*YOUR GOAL*
If a line in the entries below includes the string "appear", copy it out.

── SUPPLIED ENTRIES

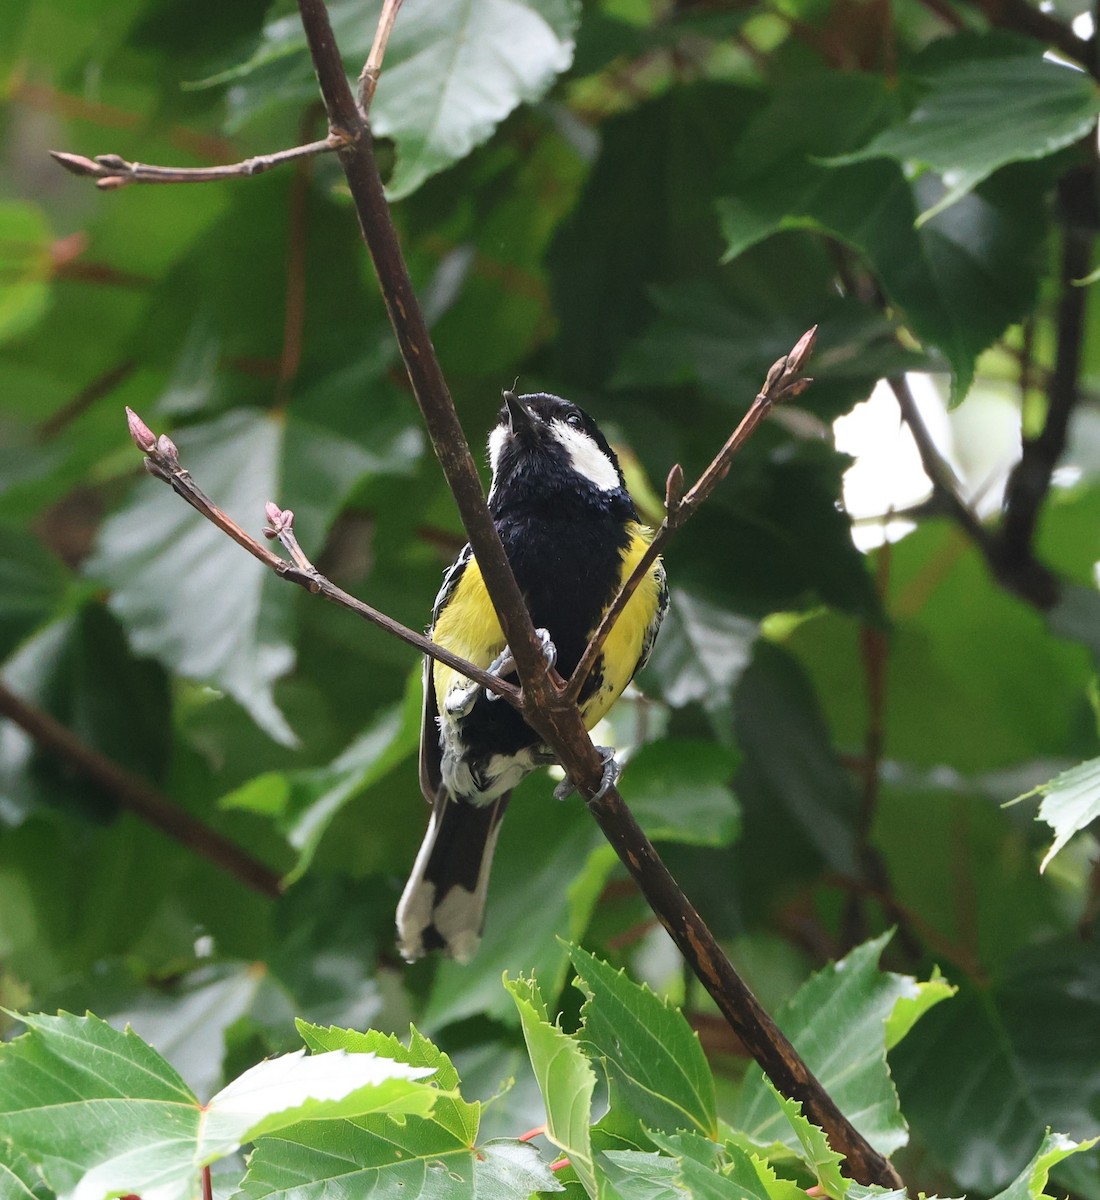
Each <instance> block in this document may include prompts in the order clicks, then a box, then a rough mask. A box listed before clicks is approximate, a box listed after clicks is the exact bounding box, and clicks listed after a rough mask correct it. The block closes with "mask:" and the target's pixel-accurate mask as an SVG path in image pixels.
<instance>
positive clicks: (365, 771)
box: [221, 671, 421, 884]
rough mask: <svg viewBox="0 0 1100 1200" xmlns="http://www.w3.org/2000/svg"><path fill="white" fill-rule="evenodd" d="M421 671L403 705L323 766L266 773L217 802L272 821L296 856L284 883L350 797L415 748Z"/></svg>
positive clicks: (223, 804)
mask: <svg viewBox="0 0 1100 1200" xmlns="http://www.w3.org/2000/svg"><path fill="white" fill-rule="evenodd" d="M420 689H421V678H420V672H419V671H417V672H415V676H414V677H413V680H411V686H410V688H409V690H408V692H407V696H405V702H404V703H403V704H399V706H396V707H393V708H390V709H386V710H384V712H383V713H381V714H380V715H379V716H378V718H377V720H375V721H374V724H373V726H372V727H371V728H369V730H367V731H366V732H365V733H362V734H361V736H360V737H359V738H356V739H355V742H353V743H351V745H349V746H348V748H347V750H344V751H343V754H341V755H339V756H338V757H337V758H335V760H333V761H332V763H331V764H330V766H327V767H321V768H314V769H309V770H296V772H285V773H284V772H268V773H265V774H263V775H256V776H254V778H253V779H251V780H250V781H248V782H247V784H244V785H242V786H241V787H239V788H236V790H235V791H233V792H230V793H228V794H227V796H224V797H222V800H221V804H222V806H223V808H227V809H246V810H251V811H253V812H262V814H264V815H266V816H270V817H272V818H274V820H275V824H276V827H277V828H278V830H279V833H282V834H283V836H285V839H287V841H288V842H289V844H290V846H293V847H294V850H295V851H297V862H296V863H295V865H294V868H293V869H291V870H290V871H288V872H287V876H285V882H287V883H288V884H289V883H294V882H296V881H297V880H300V878H301V877H302V875H303V874H305V872H306V870H307V869H308V868H309V864H311V863H312V862H313V856H314V854H315V852H317V847H318V846H319V844H320V840H321V838H323V836H324V834H325V830H326V829H327V828H329V826H330V824H331V823H332V821H333V820H335V818H336V816H337V814H338V812H339V811H341V809H343V806H344V805H345V804H347V803H348V802H349V800H351V799H353V798H354V797H355V796H357V794H359V793H361V792H362V791H365V790H366V788H367V787H371V786H372V785H373V784H377V782H378V781H379V780H380V779H384V778H385V776H386V775H387V774H389V773H390V772H391V770H392V769H393V767H395V766H397V763H399V762H402V761H403V760H405V758H408V757H409V756H411V755H414V754H415V752H416V749H417V746H419V745H420V708H421V704H420Z"/></svg>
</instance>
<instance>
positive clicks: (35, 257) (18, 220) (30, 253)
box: [0, 200, 53, 343]
mask: <svg viewBox="0 0 1100 1200" xmlns="http://www.w3.org/2000/svg"><path fill="white" fill-rule="evenodd" d="M52 241H53V235H52V234H50V230H49V224H48V222H47V220H46V216H44V215H43V212H42V210H41V209H38V208H36V206H35V205H32V204H25V203H20V202H16V200H6V202H4V203H0V343H2V342H6V341H8V340H10V338H12V337H16V336H17V335H18V334H22V332H24V330H28V329H30V328H32V326H34V325H35V323H36V322H37V320H38V319H40V318H41V317H42V314H43V313H44V312H46V308H47V305H48V304H49V294H50V283H49V281H50V276H52V275H53V262H52V259H50V253H49V250H50V244H52Z"/></svg>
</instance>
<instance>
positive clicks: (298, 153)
mask: <svg viewBox="0 0 1100 1200" xmlns="http://www.w3.org/2000/svg"><path fill="white" fill-rule="evenodd" d="M339 146H341V139H339V137H338V136H336V134H335V133H330V134H329V136H327V137H326V138H321V139H320V142H311V143H308V144H307V145H301V146H291V148H290V149H289V150H276V151H275V154H263V155H257V156H256V157H254V158H245V160H244V162H233V163H227V164H224V166H222V167H151V166H150V164H149V163H144V162H127V161H126V160H125V158H122V157H120V156H119V155H116V154H100V155H96V156H95V158H85V157H84V155H79V154H66V152H65V151H64V150H50V154H52V155H53V157H54V158H55V160H56V161H58V162H59V163H61V166H62V167H64V168H65V169H66V170H71V172H72V173H73V174H74V175H83V176H85V178H89V179H94V180H95V181H96V187H100V188H102V190H104V191H113V190H115V188H119V187H126V186H127V185H130V184H216V182H220V181H221V180H226V179H251V176H252V175H262V174H263V173H264V172H265V170H271V169H272V168H275V167H281V166H282V164H283V163H284V162H294V161H296V160H299V158H311V157H313V156H314V155H319V154H330V152H331V151H333V150H338V149H339Z"/></svg>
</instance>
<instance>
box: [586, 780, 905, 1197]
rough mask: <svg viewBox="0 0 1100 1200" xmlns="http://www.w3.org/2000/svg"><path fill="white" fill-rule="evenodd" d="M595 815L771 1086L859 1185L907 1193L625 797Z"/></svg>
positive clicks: (597, 809) (588, 802)
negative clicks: (837, 1155) (831, 1092)
mask: <svg viewBox="0 0 1100 1200" xmlns="http://www.w3.org/2000/svg"><path fill="white" fill-rule="evenodd" d="M588 808H589V811H590V812H591V814H593V816H594V817H595V818H596V821H597V822H599V824H600V828H601V829H602V830H603V835H605V836H606V838H607V840H608V841H609V842H611V844H612V845H613V846H614V847H615V851H617V852H618V854H619V858H620V859H621V860H623V862H624V864H625V865H626V869H627V870H629V871H630V874H631V875H632V876H633V878H635V881H636V882H637V884H638V887H639V888H641V890H642V894H643V895H644V896H645V899H647V900H648V901H649V905H650V907H651V908H653V911H654V912H655V913H656V914H657V917H659V918H660V920H661V924H662V925H663V926H665V928H666V929H667V930H668V934H669V936H671V937H672V940H673V941H674V942H675V943H677V946H678V947H679V949H680V953H681V954H683V955H684V958H685V959H686V960H687V961H689V962H690V964H691V965H692V970H695V972H696V974H697V976H698V977H699V980H701V982H702V984H703V986H704V988H707V990H708V991H709V992H710V995H711V996H713V997H714V1000H715V1002H716V1003H717V1006H719V1008H720V1009H721V1012H722V1015H723V1016H725V1018H726V1020H727V1021H728V1022H729V1025H731V1027H732V1028H733V1031H734V1033H737V1036H738V1037H739V1038H740V1039H741V1042H743V1043H744V1044H745V1046H746V1048H747V1050H749V1052H750V1054H751V1055H752V1057H753V1058H756V1061H757V1062H758V1063H759V1064H761V1067H762V1068H763V1069H764V1070H765V1072H767V1074H768V1078H769V1079H770V1080H771V1082H773V1084H775V1086H776V1087H777V1088H779V1090H780V1091H781V1092H782V1093H783V1096H788V1097H791V1098H792V1099H797V1100H800V1102H801V1103H803V1109H804V1112H805V1114H806V1116H809V1117H810V1120H811V1121H813V1122H815V1124H819V1126H821V1127H822V1129H824V1130H825V1134H826V1136H828V1138H829V1142H830V1145H831V1146H832V1148H834V1150H836V1151H838V1152H840V1153H842V1154H844V1157H846V1163H844V1166H846V1170H847V1171H848V1172H849V1174H850V1175H852V1177H853V1178H855V1180H859V1181H860V1182H864V1183H866V1182H874V1183H878V1184H880V1186H883V1187H888V1188H897V1187H901V1180H900V1178H898V1176H897V1172H896V1171H895V1170H894V1168H892V1166H891V1165H890V1163H889V1162H888V1160H886V1159H885V1158H883V1156H882V1154H879V1153H878V1152H877V1151H876V1150H873V1148H872V1147H871V1146H870V1145H868V1144H867V1142H866V1141H865V1140H864V1138H862V1135H861V1134H860V1133H859V1132H858V1130H856V1129H855V1128H854V1127H853V1126H852V1123H850V1122H849V1121H848V1118H847V1117H846V1116H844V1115H843V1114H842V1112H841V1111H840V1109H838V1108H837V1106H836V1104H835V1103H834V1100H832V1097H831V1096H829V1093H828V1092H826V1091H825V1090H824V1088H823V1087H822V1085H821V1084H819V1082H818V1081H817V1079H816V1078H815V1075H813V1074H812V1073H811V1072H810V1069H809V1067H806V1063H805V1062H804V1061H803V1058H801V1056H800V1055H799V1052H798V1051H797V1050H795V1049H794V1046H793V1045H792V1044H791V1042H789V1040H788V1038H787V1036H786V1034H785V1033H783V1032H782V1030H780V1027H779V1026H777V1025H776V1024H775V1021H773V1019H771V1018H770V1016H769V1015H768V1013H767V1012H765V1010H764V1008H763V1007H762V1006H761V1003H759V1001H758V1000H757V998H756V996H755V995H753V994H752V992H751V991H750V990H749V986H747V985H746V984H745V982H744V979H741V977H740V976H739V974H738V973H737V971H735V970H734V967H733V965H732V964H731V961H729V959H728V958H727V956H726V953H725V952H723V950H722V948H721V947H720V946H719V943H717V942H716V941H715V937H714V935H713V934H711V932H710V930H709V928H708V926H707V924H705V923H704V920H703V918H702V917H701V916H699V914H698V912H696V910H695V907H692V905H691V902H690V901H689V900H687V898H686V896H685V895H684V893H683V892H681V890H680V887H679V884H678V883H677V881H675V880H674V878H673V876H672V875H671V874H669V871H668V868H667V866H666V865H665V864H663V863H662V862H661V859H660V857H659V856H657V852H656V851H655V850H654V847H653V845H651V842H650V841H649V839H648V838H647V836H645V834H644V833H643V832H642V828H641V826H639V824H638V823H637V821H636V820H635V817H633V814H632V812H631V811H630V809H629V808H627V806H626V804H624V803H623V798H621V797H620V796H619V793H618V792H617V791H614V788H612V790H611V791H609V792H608V793H607V794H606V796H603V797H600V798H591V799H589V800H588Z"/></svg>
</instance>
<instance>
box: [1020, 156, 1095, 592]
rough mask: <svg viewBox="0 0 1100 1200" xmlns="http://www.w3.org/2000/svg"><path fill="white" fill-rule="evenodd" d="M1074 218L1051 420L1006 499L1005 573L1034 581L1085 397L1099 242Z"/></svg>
mask: <svg viewBox="0 0 1100 1200" xmlns="http://www.w3.org/2000/svg"><path fill="white" fill-rule="evenodd" d="M1072 182H1074V181H1072V180H1071V179H1066V180H1064V181H1063V193H1066V192H1068V191H1070V190H1071V184H1072ZM1076 182H1077V184H1080V182H1081V176H1077V179H1076ZM1078 191H1080V188H1078ZM1074 216H1075V215H1074V214H1072V212H1070V214H1069V215H1068V218H1066V226H1065V230H1064V234H1063V245H1062V278H1060V286H1062V296H1060V299H1059V302H1058V341H1057V349H1056V354H1054V370H1053V373H1052V374H1051V379H1050V386H1048V388H1047V410H1046V420H1045V421H1044V425H1042V430H1041V432H1040V433H1039V436H1038V437H1035V438H1026V439H1024V442H1023V446H1022V452H1021V456H1020V462H1018V463H1016V467H1015V468H1014V469H1012V474H1011V475H1010V476H1009V481H1008V485H1006V487H1005V494H1004V520H1003V521H1002V524H1000V530H999V536H998V539H997V546H996V559H997V565H998V569H999V570H1000V572H1002V574H1009V575H1011V574H1024V572H1026V575H1027V577H1028V578H1030V577H1032V576H1033V575H1034V572H1035V569H1036V568H1039V566H1040V564H1038V563H1036V562H1035V558H1034V552H1033V548H1032V546H1033V540H1034V535H1035V527H1036V524H1038V522H1039V512H1040V510H1041V506H1042V502H1044V500H1045V499H1046V496H1047V492H1048V491H1050V487H1051V479H1052V476H1053V474H1054V467H1057V464H1058V460H1059V458H1060V457H1062V455H1063V452H1064V451H1065V445H1066V438H1068V436H1069V424H1070V418H1071V415H1072V413H1074V409H1075V408H1076V406H1077V402H1078V398H1080V396H1078V389H1077V379H1078V377H1080V374H1081V355H1082V349H1083V346H1084V330H1086V308H1087V305H1088V295H1089V290H1090V289H1089V288H1083V287H1080V286H1078V284H1077V282H1076V281H1077V280H1080V278H1081V277H1082V276H1083V275H1086V274H1087V272H1088V269H1089V259H1090V256H1092V245H1093V238H1092V233H1090V232H1089V230H1088V229H1086V228H1084V227H1083V226H1082V224H1078V223H1077V221H1075V220H1074ZM1041 570H1042V571H1045V574H1046V575H1047V576H1048V580H1050V586H1048V588H1047V590H1048V592H1050V598H1048V604H1052V602H1053V601H1054V600H1056V599H1057V587H1056V584H1054V582H1053V577H1052V576H1050V572H1047V571H1046V569H1045V568H1042V569H1041ZM1047 606H1048V605H1047Z"/></svg>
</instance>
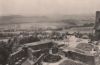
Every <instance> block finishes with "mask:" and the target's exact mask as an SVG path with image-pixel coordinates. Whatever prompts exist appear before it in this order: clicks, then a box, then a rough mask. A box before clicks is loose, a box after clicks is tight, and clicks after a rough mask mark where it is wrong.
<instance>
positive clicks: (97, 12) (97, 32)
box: [95, 11, 100, 40]
mask: <svg viewBox="0 0 100 65" xmlns="http://www.w3.org/2000/svg"><path fill="white" fill-rule="evenodd" d="M95 36H96V40H100V11H97V12H96V21H95Z"/></svg>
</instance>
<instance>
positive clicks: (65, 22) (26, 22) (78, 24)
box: [0, 15, 95, 25]
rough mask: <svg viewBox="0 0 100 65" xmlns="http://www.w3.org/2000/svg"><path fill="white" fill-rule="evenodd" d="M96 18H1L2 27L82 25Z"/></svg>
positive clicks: (70, 15) (15, 17) (91, 20)
mask: <svg viewBox="0 0 100 65" xmlns="http://www.w3.org/2000/svg"><path fill="white" fill-rule="evenodd" d="M94 21H95V17H94V16H76V15H63V16H21V15H10V16H0V25H7V24H23V23H39V24H40V23H57V24H60V23H63V24H66V25H68V24H69V25H80V24H83V23H90V22H92V23H94Z"/></svg>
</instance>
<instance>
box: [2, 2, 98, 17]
mask: <svg viewBox="0 0 100 65" xmlns="http://www.w3.org/2000/svg"><path fill="white" fill-rule="evenodd" d="M96 11H100V1H99V0H0V16H3V15H25V16H48V15H81V14H93V15H95V12H96Z"/></svg>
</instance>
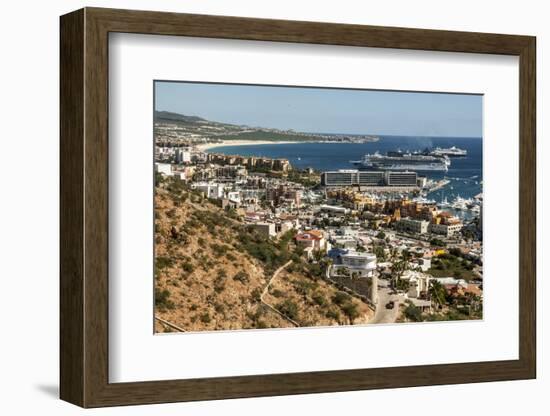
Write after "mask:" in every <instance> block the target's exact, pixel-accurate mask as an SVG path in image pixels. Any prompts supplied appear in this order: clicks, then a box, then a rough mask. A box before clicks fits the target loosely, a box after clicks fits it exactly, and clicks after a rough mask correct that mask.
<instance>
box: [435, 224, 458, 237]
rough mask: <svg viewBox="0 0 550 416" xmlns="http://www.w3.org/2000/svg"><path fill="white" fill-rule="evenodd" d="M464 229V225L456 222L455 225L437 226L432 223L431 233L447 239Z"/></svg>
mask: <svg viewBox="0 0 550 416" xmlns="http://www.w3.org/2000/svg"><path fill="white" fill-rule="evenodd" d="M461 229H462V223H461V222H456V223H453V224H435V223H431V224H430V227H429V231H430V232H431V233H433V234H440V235H443V236H445V237H450V236H452V235H454V234H456V233H458V232H459V231H460V230H461Z"/></svg>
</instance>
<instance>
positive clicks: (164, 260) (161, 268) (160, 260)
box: [155, 256, 174, 270]
mask: <svg viewBox="0 0 550 416" xmlns="http://www.w3.org/2000/svg"><path fill="white" fill-rule="evenodd" d="M173 264H174V261H173V260H172V259H171V258H169V257H163V256H158V257H157V258H155V265H156V267H157V269H158V270H162V269H165V268H167V267H172V266H173Z"/></svg>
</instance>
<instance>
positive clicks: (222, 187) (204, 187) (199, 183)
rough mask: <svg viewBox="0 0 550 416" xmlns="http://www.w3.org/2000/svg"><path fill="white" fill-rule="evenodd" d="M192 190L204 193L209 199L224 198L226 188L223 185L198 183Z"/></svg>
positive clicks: (216, 198) (194, 185)
mask: <svg viewBox="0 0 550 416" xmlns="http://www.w3.org/2000/svg"><path fill="white" fill-rule="evenodd" d="M191 188H193V189H196V190H198V191H201V192H203V193H204V194H205V195H206V196H207V197H208V198H213V199H219V198H223V190H224V186H223V184H221V183H208V182H197V183H194V184H192V185H191Z"/></svg>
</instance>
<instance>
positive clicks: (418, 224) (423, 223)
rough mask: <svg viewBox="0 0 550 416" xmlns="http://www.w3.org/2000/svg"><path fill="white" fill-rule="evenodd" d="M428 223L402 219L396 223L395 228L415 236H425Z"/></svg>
mask: <svg viewBox="0 0 550 416" xmlns="http://www.w3.org/2000/svg"><path fill="white" fill-rule="evenodd" d="M429 224H430V223H429V222H428V221H424V220H413V219H411V218H402V219H400V220H399V221H397V224H396V228H397V229H398V230H399V231H406V232H410V233H415V234H426V233H427V232H428V226H429Z"/></svg>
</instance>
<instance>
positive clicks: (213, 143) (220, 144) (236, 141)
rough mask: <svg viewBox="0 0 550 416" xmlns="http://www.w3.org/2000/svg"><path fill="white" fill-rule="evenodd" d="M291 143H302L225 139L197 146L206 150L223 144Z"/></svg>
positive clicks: (299, 142) (297, 142)
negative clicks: (216, 142) (227, 139)
mask: <svg viewBox="0 0 550 416" xmlns="http://www.w3.org/2000/svg"><path fill="white" fill-rule="evenodd" d="M291 143H300V142H298V141H273V140H224V141H223V142H221V143H204V144H199V145H197V146H196V148H197V149H199V150H200V151H203V152H206V151H208V150H211V149H215V148H216V147H222V146H246V145H251V144H253V145H257V144H291Z"/></svg>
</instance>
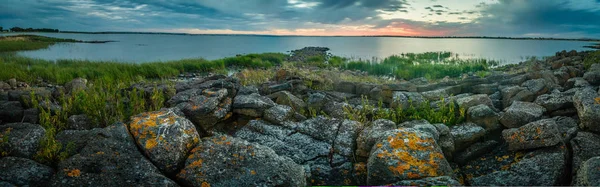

────

*SOLVED EXERCISE*
Every <instance> block finishes with "mask:" and the target's exact mask as an SVG path with image-pixel coordinates. Whatever prompts exist appear before it in this order: clicks, then a box, then a rough mask. A box before clicks is loose, a box after clicks is tight, and clicks after a rough mask mark where it is wrong.
Write after "mask:" in every <instance> block the target's exact, pixel-accurate mask as an SVG path in image pixels. Any prompts supplied appear in this order: clicks, then a box, then a rough mask. A box before clicks fits the target loosely, a box after clicks fits it exactly, and clicks after a rough mask correct that mask.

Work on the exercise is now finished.